> **Problem A**: Name every field and method declared in the code snippet of the forum post on database connection limits that appears below.

> **Extract to read**:
1

I have a db and client app that does reads and writes, I need to handle a lot of concurrent reads but be sure that writes get priority, while also respecting my db’s connection limit.

Long version:
I have a single instance pgSQL database which allows 100 connections. My .net microservice uses Npgsql to connect to the db. It has to do read queries that can take 20-2000ms and writes that can take about 500-2000ms. Right now there are 2 instances of the app, connecting with the same user credentials. I am trusting Npgsql to manage my connection pooling, and am preparing my read queries as there are basically just 2 or 3 variants with different parameter values.

As user requests increased, I started having problems with the database’s connection limit. Errors like ‘Too many connections’ from the db.

To deal with this I introduced a simple gate system in my repo class:

private static readonly SemaphoreSlim _writeGate = new(20, 20);
private static readonly SemaphoreSlim _readGate = new(25, 25);

public async Task<IEnumerable<SomeDataItem>> ReadData(string query, CancellationToken ct)
{
   await _readGate.WaitAsync(ct);
   // try to get data, finally release the gate
   _readGate.Release();
}

public async Task WriteData(IEnumerable<SomeDataItem>, CancellationToken ct)
{
   await _writeGate.WaitAsync(ct);
   // try to write data, finally release the gate
   _writeGate.Release();
}

I chose to have separate gates for read and write because I wanted to be confident that reads would not get completely blocked by concurrent writes. The limits are hardcoded as above, a total of limit of 45 on each of the 2 app instances, connecting to 1 db server instance. It is more important that attempts to write data do not fail than attempts to read. I have some further safety here with a Polly retry pattern.

This was alright for a while, but as the concurrent read requests increase, I see that the response times start to degrade, as a backlog of read requests begins to accumulate.

So, for this question, assume my sql queries and db schema are optimized to the max, what can I do to improve my throughput?

I know that there are times when my _readGate is maxed out, but there is free capacity in the _writeGate. However I don’t dare reduce the hardcoded limits because at other times I need to support concurrent writes. So I need some kind of QoS solution that can allow more concurrent reads when possible, but will give priority to writes when needed.

> **Dataset extract**:
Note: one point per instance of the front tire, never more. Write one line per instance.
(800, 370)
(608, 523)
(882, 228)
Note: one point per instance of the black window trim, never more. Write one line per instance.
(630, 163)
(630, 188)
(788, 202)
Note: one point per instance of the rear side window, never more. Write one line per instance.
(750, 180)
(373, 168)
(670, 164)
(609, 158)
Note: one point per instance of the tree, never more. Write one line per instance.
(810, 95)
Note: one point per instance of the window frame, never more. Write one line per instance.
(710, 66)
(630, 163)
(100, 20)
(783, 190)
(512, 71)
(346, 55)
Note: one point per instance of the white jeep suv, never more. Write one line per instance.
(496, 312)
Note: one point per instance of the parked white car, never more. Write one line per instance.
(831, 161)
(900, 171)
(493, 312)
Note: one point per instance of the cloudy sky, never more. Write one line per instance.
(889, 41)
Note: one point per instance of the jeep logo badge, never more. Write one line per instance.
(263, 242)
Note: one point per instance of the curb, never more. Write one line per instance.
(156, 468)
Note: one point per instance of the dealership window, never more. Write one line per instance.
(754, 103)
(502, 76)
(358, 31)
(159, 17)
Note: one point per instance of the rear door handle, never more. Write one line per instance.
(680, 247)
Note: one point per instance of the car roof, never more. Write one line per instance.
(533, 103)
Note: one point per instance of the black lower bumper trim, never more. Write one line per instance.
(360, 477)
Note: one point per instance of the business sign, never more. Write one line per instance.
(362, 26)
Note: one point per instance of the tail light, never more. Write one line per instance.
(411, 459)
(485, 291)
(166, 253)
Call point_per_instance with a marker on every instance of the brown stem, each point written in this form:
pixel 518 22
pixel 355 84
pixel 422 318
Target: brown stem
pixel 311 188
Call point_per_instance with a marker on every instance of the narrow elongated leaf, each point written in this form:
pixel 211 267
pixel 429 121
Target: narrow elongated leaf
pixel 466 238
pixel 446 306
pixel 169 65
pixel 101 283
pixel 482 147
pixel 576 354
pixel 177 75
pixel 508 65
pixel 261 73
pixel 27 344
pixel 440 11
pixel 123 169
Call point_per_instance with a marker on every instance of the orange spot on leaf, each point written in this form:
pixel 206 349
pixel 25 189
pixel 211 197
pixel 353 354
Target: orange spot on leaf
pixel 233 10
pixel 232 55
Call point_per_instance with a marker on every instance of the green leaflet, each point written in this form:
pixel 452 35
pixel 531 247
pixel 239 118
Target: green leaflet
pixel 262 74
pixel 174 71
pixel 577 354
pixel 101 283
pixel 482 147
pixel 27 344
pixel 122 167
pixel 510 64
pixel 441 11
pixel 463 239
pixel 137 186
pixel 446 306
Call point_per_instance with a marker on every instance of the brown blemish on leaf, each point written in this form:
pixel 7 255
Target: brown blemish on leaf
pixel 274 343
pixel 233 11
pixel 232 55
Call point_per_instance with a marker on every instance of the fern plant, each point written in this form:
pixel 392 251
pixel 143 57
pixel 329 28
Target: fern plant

> **Problem B**: Return the lines of the listing verbatim, from the line holding "Note: one point per instance of the rear door" through the end of the listing, inclusive.

> **Result A**:
_writeGate
_readGate
ReadData
WriteData

> **Result B**:
Note: one point per instance of the rear door handle, never more. Write one line per instance.
(680, 247)
Note: one point per instance of the car roof, never more. Write one line per instance.
(533, 103)
Note: one point per instance of the black lower bumper trim, never more. Write one line per instance.
(360, 477)
Note: one point per instance of the business sign, never more. Write one line per instance.
(362, 26)
Note: one point per instance of the tail light, never more. Write one line per instance.
(411, 459)
(485, 291)
(166, 253)
Call point_per_instance with a marker on every instance of the brown stem, each point written in this form:
pixel 518 22
pixel 355 84
pixel 422 318
Target: brown stem
pixel 311 188
Call point_per_instance with a marker on every instance of the narrow elongated leaf, each point written in this form:
pixel 211 267
pixel 429 121
Target: narrow elongated leaf
pixel 466 238
pixel 446 306
pixel 169 65
pixel 101 283
pixel 482 147
pixel 576 354
pixel 177 75
pixel 508 65
pixel 261 73
pixel 27 344
pixel 440 11
pixel 123 169
Call point_per_instance with a marker on every instance of the orange spot on leaf, each point written in this form:
pixel 206 349
pixel 25 189
pixel 211 197
pixel 353 354
Target: orange spot on leaf
pixel 233 10
pixel 232 55
Call point_per_instance with a marker on every instance of the green leaflet, each point written in this form:
pixel 452 35
pixel 531 247
pixel 239 118
Target: green leaflet
pixel 262 74
pixel 174 71
pixel 577 354
pixel 101 283
pixel 482 147
pixel 27 344
pixel 122 167
pixel 510 64
pixel 441 11
pixel 463 239
pixel 137 186
pixel 446 306
Call point_per_instance with a marker on every instance of the brown blemish on leaf, each point written in this form:
pixel 7 255
Target: brown blemish on leaf
pixel 274 343
pixel 233 11
pixel 232 55
Call point_per_instance with a marker on every instance of the fern plant, each point written in this form:
pixel 392 251
pixel 143 57
pixel 329 28
Target: fern plant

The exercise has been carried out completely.